### [WHAT THE EXERCISE ASKS]
Below are some records; output all of them exactly as they read.

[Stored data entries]
────────

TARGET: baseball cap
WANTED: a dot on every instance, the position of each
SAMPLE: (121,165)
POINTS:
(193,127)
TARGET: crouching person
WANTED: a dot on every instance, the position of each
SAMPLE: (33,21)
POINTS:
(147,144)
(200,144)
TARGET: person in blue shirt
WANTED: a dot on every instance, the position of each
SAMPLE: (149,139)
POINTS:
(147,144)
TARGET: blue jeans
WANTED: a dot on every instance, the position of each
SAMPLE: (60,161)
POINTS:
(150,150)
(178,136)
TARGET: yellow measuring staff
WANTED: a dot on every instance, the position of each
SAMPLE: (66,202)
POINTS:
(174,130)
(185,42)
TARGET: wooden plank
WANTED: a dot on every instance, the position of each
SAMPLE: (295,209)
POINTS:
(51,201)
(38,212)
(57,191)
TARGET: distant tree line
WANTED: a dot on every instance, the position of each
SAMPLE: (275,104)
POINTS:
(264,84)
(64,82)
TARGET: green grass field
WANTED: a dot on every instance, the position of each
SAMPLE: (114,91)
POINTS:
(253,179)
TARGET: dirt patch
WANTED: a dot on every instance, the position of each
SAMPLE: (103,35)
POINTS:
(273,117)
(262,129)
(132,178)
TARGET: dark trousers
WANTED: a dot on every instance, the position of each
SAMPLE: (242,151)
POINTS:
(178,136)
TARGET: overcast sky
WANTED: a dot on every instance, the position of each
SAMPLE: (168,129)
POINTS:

────────

### [WRITTEN RESPONSE]
TARGET: baseball cap
WANTED: a dot on every instance, the position of each
SAMPLE: (121,165)
POINTS:
(193,127)
TARGET: crouching person
WANTED: a dot on every instance, the position of each
SAMPLE: (33,21)
POINTS:
(147,144)
(200,144)
TARGET: person in blue shirt
WANTED: a dot on every instance, the position of each
SAMPLE: (149,139)
POINTS:
(147,144)
TARGET: blue jeans
WANTED: a dot on every instance, the position of each
SAMPLE: (60,161)
POINTS:
(150,150)
(178,136)
TARGET: yellow measuring staff
WANTED: a dot on every instance, the position of each
SAMPLE: (66,202)
POINTS:
(174,130)
(185,42)
TARGET: wooden plank
WANTED: a dot on every instance, the position of each
SAMPLE: (295,209)
POINTS:
(51,201)
(38,212)
(57,191)
TARGET: distant tree line
WANTED: a dot on every instance, the position of each
SAMPLE: (275,104)
POINTS:
(264,84)
(64,82)
TARGET: green grass field
WANTED: a dot on every instance, the position of each
SAMPLE: (114,91)
POINTS:
(253,179)
TARGET: dirt patch
WANTED: a dot on every instance, the position of each
SAMPLE: (103,35)
POINTS:
(273,117)
(262,129)
(132,178)
TARGET: dark trousers
WANTED: a dot on every instance, the position of each
SAMPLE: (242,151)
POINTS:
(178,136)
TARGET: overcast sky
WANTED: a dot on every instance, the position of each
SAMPLE: (168,129)
POINTS:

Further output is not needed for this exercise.